EXERCISE INSTRUCTIONS.
Locate each line in the items below that contains the word "stone", and copy those lines.
[start INPUT]
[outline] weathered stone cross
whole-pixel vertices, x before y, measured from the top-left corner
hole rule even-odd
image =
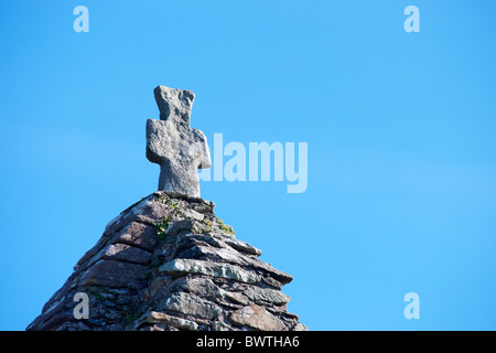
[[[147,158],[160,164],[159,190],[200,197],[197,169],[212,165],[205,135],[190,127],[195,95],[159,86],[160,120],[147,120]]]

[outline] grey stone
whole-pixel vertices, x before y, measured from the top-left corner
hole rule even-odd
[[[260,280],[260,276],[257,274],[244,270],[238,266],[182,258],[162,265],[159,270],[173,276],[202,274],[212,277],[234,279],[246,284],[256,284]]]
[[[274,303],[276,306],[283,306],[290,301],[290,297],[270,288],[260,288],[255,286],[249,286],[244,295],[254,301],[267,301]]]
[[[147,266],[99,260],[82,276],[80,286],[105,286],[109,288],[140,288],[148,272]]]
[[[139,328],[143,323],[165,323],[180,330],[198,330],[198,324],[194,321],[168,315],[166,313],[157,311],[151,311],[142,315],[134,325],[134,329]]]
[[[263,307],[247,306],[235,310],[229,320],[235,325],[248,325],[262,331],[282,331],[284,323],[268,312]]]
[[[161,306],[162,311],[175,311],[183,314],[215,320],[222,309],[213,302],[195,295],[179,292],[165,299]]]
[[[256,256],[260,256],[261,255],[261,250],[256,248],[255,246],[239,240],[237,238],[233,238],[233,237],[224,237],[223,238],[224,243],[226,243],[227,245],[231,246],[233,248],[235,248],[236,250],[239,252],[245,252],[245,253],[249,253]]]
[[[159,86],[160,120],[147,120],[147,158],[160,164],[159,190],[200,197],[197,169],[212,165],[205,135],[190,127],[195,95]]]
[[[157,231],[138,222],[132,222],[115,238],[115,243],[123,243],[152,252],[158,243]]]
[[[215,248],[215,247],[205,247],[205,246],[195,246],[190,253],[190,256],[194,256],[195,258],[206,259],[211,261],[226,261],[230,264],[236,264],[242,267],[252,267],[269,274],[271,277],[276,278],[278,281],[282,284],[289,284],[293,278],[280,271],[267,263],[252,257],[245,256],[233,248],[224,247],[224,248]]]
[[[99,259],[111,259],[117,261],[133,263],[140,265],[147,265],[150,263],[152,254],[142,250],[138,247],[133,247],[127,244],[110,244],[105,247],[99,256],[94,258],[95,261]],[[91,264],[91,263],[90,263]]]

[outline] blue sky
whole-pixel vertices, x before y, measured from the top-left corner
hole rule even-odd
[[[76,6],[89,33],[73,30]],[[406,33],[403,10],[420,10]],[[159,85],[209,142],[308,142],[309,186],[203,182],[310,330],[496,329],[494,1],[2,1],[0,330],[155,191]],[[212,149],[212,145],[211,145]],[[403,296],[420,297],[420,319]]]

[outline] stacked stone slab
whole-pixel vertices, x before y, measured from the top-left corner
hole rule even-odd
[[[28,330],[306,330],[281,292],[292,277],[260,255],[213,202],[159,191],[107,225]],[[88,319],[74,315],[78,292]]]

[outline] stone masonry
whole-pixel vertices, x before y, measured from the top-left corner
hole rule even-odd
[[[214,203],[158,191],[123,211],[26,330],[299,331],[292,277],[234,236]],[[86,293],[89,318],[76,319]]]

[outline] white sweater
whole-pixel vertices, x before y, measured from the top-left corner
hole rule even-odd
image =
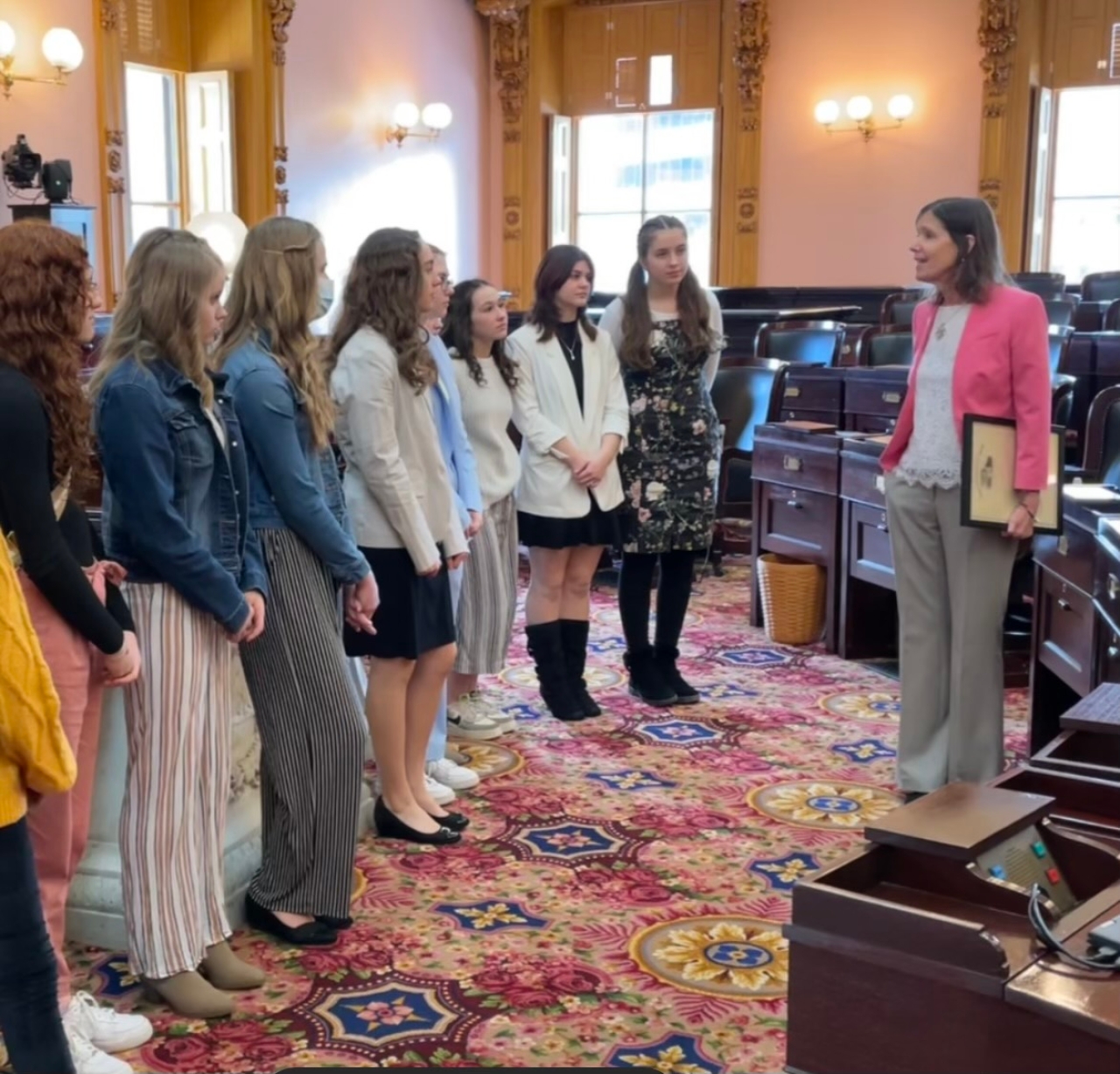
[[[521,476],[521,459],[510,439],[513,392],[502,380],[493,358],[479,358],[483,383],[470,375],[466,362],[451,355],[455,383],[463,400],[463,423],[475,452],[483,506],[491,507],[508,496]]]

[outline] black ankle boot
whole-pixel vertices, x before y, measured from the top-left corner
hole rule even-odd
[[[587,683],[584,681],[584,669],[587,666],[587,636],[590,633],[590,624],[581,619],[560,620],[560,641],[563,645],[564,666],[568,669],[568,681],[571,683],[571,692],[576,695],[584,716],[603,716],[603,709],[595,703],[587,692]]]
[[[661,678],[665,681],[673,693],[676,694],[678,704],[697,704],[700,700],[700,691],[690,685],[676,670],[676,661],[680,652],[668,645],[656,645],[653,650],[653,662],[656,664]]]
[[[632,697],[662,709],[668,709],[669,706],[676,702],[676,694],[657,671],[652,648],[627,653],[623,657],[623,663],[626,664],[626,670],[631,673],[629,692]]]
[[[536,665],[541,699],[558,719],[573,722],[584,719],[584,707],[571,689],[568,665],[563,656],[560,620],[525,627],[529,655]]]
[end INPUT]
EXPECTED ANSWER.
[outline] weathered stone cross
[outline] grey stone
[outline] stacked stone slab
[outline] stone masonry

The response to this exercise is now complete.